- **AIM OF THE EXERCISE**
Would you print the whole listing again, exactly?

+ + + + + + +

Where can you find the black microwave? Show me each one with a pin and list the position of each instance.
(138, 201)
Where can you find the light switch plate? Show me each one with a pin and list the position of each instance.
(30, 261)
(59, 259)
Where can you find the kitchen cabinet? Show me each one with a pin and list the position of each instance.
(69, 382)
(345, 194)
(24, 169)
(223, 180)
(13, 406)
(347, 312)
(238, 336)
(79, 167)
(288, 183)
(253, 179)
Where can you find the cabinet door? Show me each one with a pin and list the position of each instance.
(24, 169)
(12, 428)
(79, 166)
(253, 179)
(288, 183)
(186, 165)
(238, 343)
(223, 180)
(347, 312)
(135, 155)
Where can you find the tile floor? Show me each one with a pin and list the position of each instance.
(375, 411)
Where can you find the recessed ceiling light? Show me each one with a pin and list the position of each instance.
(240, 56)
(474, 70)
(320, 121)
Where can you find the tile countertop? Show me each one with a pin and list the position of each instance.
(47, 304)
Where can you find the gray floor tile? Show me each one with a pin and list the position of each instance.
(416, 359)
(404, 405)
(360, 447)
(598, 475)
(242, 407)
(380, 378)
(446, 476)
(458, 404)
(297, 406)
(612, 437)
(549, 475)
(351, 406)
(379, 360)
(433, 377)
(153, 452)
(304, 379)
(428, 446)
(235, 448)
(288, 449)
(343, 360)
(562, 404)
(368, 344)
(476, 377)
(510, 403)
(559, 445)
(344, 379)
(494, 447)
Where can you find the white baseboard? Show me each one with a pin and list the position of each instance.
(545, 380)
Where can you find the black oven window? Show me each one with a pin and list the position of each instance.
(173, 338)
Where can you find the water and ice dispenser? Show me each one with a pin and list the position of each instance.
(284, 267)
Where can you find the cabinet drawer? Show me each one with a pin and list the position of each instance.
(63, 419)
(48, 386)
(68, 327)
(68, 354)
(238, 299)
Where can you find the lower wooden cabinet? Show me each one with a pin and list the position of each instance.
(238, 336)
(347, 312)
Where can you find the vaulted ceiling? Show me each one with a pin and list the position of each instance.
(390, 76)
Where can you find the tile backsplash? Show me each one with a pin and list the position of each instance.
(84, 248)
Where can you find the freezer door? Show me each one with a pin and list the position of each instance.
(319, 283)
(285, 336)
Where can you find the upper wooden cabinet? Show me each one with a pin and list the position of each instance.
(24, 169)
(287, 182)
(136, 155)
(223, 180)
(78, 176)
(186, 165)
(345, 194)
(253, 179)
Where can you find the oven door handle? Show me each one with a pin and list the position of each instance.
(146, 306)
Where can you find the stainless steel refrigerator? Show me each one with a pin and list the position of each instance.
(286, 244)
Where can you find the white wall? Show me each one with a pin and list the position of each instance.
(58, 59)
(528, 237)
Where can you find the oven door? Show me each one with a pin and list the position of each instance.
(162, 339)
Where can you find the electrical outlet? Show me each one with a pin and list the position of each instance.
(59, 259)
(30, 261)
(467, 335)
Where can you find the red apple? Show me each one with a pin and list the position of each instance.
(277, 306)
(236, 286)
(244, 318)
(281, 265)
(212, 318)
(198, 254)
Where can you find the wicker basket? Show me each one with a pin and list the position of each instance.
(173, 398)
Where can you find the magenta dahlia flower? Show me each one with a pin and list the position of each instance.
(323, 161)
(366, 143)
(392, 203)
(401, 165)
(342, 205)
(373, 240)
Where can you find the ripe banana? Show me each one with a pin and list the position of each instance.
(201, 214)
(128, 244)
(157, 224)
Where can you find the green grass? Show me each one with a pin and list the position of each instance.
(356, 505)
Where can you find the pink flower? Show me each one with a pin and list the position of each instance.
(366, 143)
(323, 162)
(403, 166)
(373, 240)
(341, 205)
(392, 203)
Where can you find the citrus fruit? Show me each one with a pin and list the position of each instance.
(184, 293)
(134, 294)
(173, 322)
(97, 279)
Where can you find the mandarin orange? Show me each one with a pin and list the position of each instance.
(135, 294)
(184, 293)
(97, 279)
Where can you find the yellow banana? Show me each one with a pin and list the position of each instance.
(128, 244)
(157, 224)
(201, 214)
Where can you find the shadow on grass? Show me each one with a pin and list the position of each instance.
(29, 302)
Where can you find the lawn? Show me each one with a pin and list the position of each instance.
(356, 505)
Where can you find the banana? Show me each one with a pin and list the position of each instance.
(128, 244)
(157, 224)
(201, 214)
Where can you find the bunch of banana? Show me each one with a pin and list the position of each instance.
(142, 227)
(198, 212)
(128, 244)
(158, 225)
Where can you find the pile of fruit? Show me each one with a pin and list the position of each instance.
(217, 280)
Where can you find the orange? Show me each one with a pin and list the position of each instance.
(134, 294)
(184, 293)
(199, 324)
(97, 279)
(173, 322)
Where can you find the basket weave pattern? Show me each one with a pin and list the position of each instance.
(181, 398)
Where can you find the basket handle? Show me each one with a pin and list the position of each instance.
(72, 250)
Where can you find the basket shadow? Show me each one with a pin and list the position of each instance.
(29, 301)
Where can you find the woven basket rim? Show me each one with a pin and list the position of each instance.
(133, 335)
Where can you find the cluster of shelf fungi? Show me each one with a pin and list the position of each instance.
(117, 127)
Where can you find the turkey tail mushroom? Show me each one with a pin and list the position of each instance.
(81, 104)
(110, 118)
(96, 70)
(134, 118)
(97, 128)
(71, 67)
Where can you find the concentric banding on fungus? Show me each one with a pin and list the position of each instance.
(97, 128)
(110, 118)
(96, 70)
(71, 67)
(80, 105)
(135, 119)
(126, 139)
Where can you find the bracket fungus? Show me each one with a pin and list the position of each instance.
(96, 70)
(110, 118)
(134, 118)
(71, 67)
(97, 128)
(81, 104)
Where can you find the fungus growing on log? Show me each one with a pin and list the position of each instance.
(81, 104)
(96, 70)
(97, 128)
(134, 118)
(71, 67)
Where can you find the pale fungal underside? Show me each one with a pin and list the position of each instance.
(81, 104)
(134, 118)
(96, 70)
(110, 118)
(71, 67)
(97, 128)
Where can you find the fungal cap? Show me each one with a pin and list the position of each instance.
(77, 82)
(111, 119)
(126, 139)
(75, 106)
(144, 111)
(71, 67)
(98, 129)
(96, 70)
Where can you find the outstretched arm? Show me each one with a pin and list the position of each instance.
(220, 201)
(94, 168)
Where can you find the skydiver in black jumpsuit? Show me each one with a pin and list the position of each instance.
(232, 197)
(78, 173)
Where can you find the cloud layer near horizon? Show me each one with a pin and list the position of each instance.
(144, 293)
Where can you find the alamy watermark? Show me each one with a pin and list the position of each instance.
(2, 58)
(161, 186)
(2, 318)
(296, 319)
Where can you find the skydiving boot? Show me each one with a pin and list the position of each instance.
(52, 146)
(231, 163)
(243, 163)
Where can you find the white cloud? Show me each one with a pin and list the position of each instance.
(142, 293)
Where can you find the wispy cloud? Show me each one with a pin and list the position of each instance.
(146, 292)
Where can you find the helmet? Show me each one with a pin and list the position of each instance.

+ + + + + + +

- **SOLUTION FOR THIS PROBLEM**
Where can you find the black microwave? Show me each one with a pin and list the position of each instance.
(138, 201)
Where can you find the light switch plate? Show me each one with a pin and list the position of each instance.
(30, 261)
(59, 259)
Where can you find the kitchen cabinet? Show me each one with a pin and list the position of each instance.
(69, 382)
(345, 194)
(24, 169)
(223, 180)
(13, 406)
(347, 312)
(238, 336)
(79, 167)
(288, 183)
(253, 179)
Where can you find the cabinet door? Show me each one with a pin and list the position of each instance.
(24, 169)
(12, 428)
(79, 166)
(253, 179)
(288, 183)
(186, 165)
(238, 343)
(223, 180)
(347, 312)
(135, 155)
Where can you find the tile floor? Show me each one with a pin and list the position of each instance.
(375, 411)
Where can you find the recessed ceiling light? Show me each one with a pin and list the position of each instance.
(240, 56)
(474, 70)
(320, 121)
Where can you find the tile countertop? Show me each one with a pin and list the position of each instance.
(47, 304)
Where can you find the gray floor tile? Show me each one with a pin and list the position of each instance.
(416, 359)
(404, 405)
(360, 447)
(598, 475)
(242, 407)
(380, 378)
(446, 476)
(458, 404)
(297, 406)
(612, 437)
(549, 475)
(351, 406)
(379, 360)
(433, 377)
(153, 452)
(304, 379)
(428, 446)
(235, 448)
(288, 449)
(343, 360)
(562, 404)
(368, 344)
(476, 377)
(510, 403)
(559, 445)
(344, 379)
(494, 447)
Where can you find the white baseboard? Show me each one with a pin and list the position of each instance.
(545, 380)
Where can you find the black oven window? Show me each one with a pin and list the position of each instance.
(173, 338)
Where can you find the water and ice dispenser? Show me each one with a pin and list the position of each instance.
(284, 267)
Where can you find the cabinet drawer? Show me each one with a pin and list the position of each instance.
(63, 419)
(48, 386)
(68, 327)
(68, 354)
(238, 299)
Where can you find the lower wooden cabinet? Show me each one with a pin and list the position of each instance.
(238, 336)
(347, 312)
Where can you find the vaulted ceiling? Show me each one with a pin and list the position of each instance.
(390, 76)
Where can you find the tile backsplash? Show me each one with a pin and list the position of each instance.
(84, 248)
Where can you find the freezer door? Show me each one with a pin and list the position of each instance.
(319, 283)
(285, 336)
Where can you find the upper wooden cabinet? Show me each one with a pin and list the position of each instance.
(24, 169)
(287, 182)
(136, 155)
(223, 180)
(78, 176)
(186, 165)
(345, 194)
(253, 179)
Where can you find the oven door handle? Show me each one with a pin and list the position of each instance.
(146, 306)
Where can you find the stainless steel refrigerator? Show me each one with a pin and list the position of each instance.
(286, 244)
Where can you find the white wall? Show me each one with a pin and list the position of each instance.
(58, 59)
(528, 237)
Where can you find the oven door? Show me each one with a pin and list the position of each instance.
(162, 339)
Where can you find the electrical outlet? Show me each one with a pin and list the position of each instance.
(59, 259)
(30, 261)
(467, 335)
Where can you find the red apple? Show me each one with a pin and list the position of each instance.
(277, 306)
(236, 286)
(244, 318)
(281, 265)
(212, 318)
(198, 254)
Where can you find the wicker basket? Show me each one with a pin and list the position of each instance.
(173, 398)
Where can you find the magenta dahlia flower? Show me each one with a pin and list the position of each instance.
(323, 161)
(366, 143)
(392, 203)
(401, 165)
(342, 205)
(373, 240)
Where can you find the ripe banana? Show me each one with a pin and list the position of each instance.
(201, 214)
(128, 244)
(157, 224)
Where can you find the green grass? Show me each one with a pin and list the position of each instance.
(356, 505)
Where can you find the pink flower? Show me each one with a pin and list the position of each instance.
(366, 143)
(323, 162)
(403, 166)
(373, 240)
(341, 205)
(392, 203)
Where can you find the citrus fruit? Show me each one with a pin and list the position of each instance.
(184, 293)
(134, 294)
(173, 322)
(97, 279)
Where can you find the mandarin orange? Show me each one with a pin and list the position of each instance.
(135, 294)
(184, 293)
(97, 279)
Where can you find the yellow banana? Show me each one with a pin and list the position of each instance.
(128, 244)
(157, 224)
(201, 214)
Where can you find the shadow on grass? Show me each one with a pin and list the position of each instance.
(29, 302)
Where can you find the lawn? Show me each one with a pin and list the position of each instance.
(356, 505)
Where can you find the banana? Show me each one with a pin and list the position of each instance.
(128, 244)
(157, 224)
(201, 214)
Where can you find the bunch of banana? Show me each one with a pin and list the position of each instance.
(142, 227)
(198, 212)
(128, 244)
(158, 225)
Where can you find the pile of fruit? Show me each one with a pin and list the position of each instance.
(217, 280)
Where can you find the orange? Show me each one with a pin and list the position of each instance.
(134, 294)
(184, 293)
(199, 324)
(97, 279)
(173, 322)
Where can you find the basket weave pattern? Show me each one with a pin and list the position of each instance.
(181, 398)
Where can you find the basket handle? Show me each one with a pin and list the position of each instance.
(72, 250)
Where can you find the basket shadow? Show me each one with a pin and list the position of each instance.
(29, 301)
Where can you find the woven basket rim? Show me each one with a pin and list the position of each instance.
(133, 335)
Where can you find the cluster of shelf fungi? Show me each one with a pin and list the position of each instance.
(117, 127)
Where can you find the turkey tail mushroom? Show me each one with a pin and list the position of each instance.
(81, 104)
(110, 118)
(96, 70)
(134, 118)
(97, 128)
(71, 67)
Where can you find the concentric banding on fungus? Show me each one with a pin and list the position of each instance.
(97, 128)
(110, 118)
(96, 70)
(71, 67)
(80, 105)
(135, 119)
(126, 139)
Where can you find the bracket fungus? Show me each one with a pin and list the position of each instance.
(96, 70)
(110, 118)
(134, 118)
(71, 67)
(97, 128)
(81, 104)
Where can you find the fungus growing on log? Show me each one with a pin and list the position of each instance.
(81, 104)
(96, 70)
(97, 128)
(134, 118)
(71, 67)
Where can you find the pale fungal underside? Show me each one with a pin and list the position of each instance.
(81, 104)
(134, 118)
(96, 70)
(110, 118)
(71, 67)
(97, 128)
Where can you find the fungal cap? Show me each one with a pin and list the position of each instance.
(77, 82)
(111, 119)
(126, 139)
(75, 106)
(144, 111)
(71, 67)
(98, 129)
(96, 70)
Where can you find the outstretched arm? Show me each one with a pin and list the position of each instance.
(220, 201)
(94, 168)
Where can you find the skydiver in black jumpsuit? Show me each one with a pin and list the position of each instance.
(232, 197)
(78, 173)
Where can you find the cloud layer near horizon? Show me each one with a pin and list the position of each instance.
(144, 293)
Where can you find the alamy watermark? Show me each one with a pin and list the position of each instance.
(2, 58)
(161, 186)
(2, 318)
(296, 319)
Where can you find the skydiving boot? Show me each one with a pin and list the position of each instance.
(52, 146)
(231, 163)
(243, 163)
Where can you find the white cloud? Show me each one with a pin and list the position of each instance.
(142, 293)
Where can you find the wispy cloud? Show me each one with a pin and list the position of each instance.
(146, 292)
Where can you find the helmet? Show me each one with a pin and list the position of each instance.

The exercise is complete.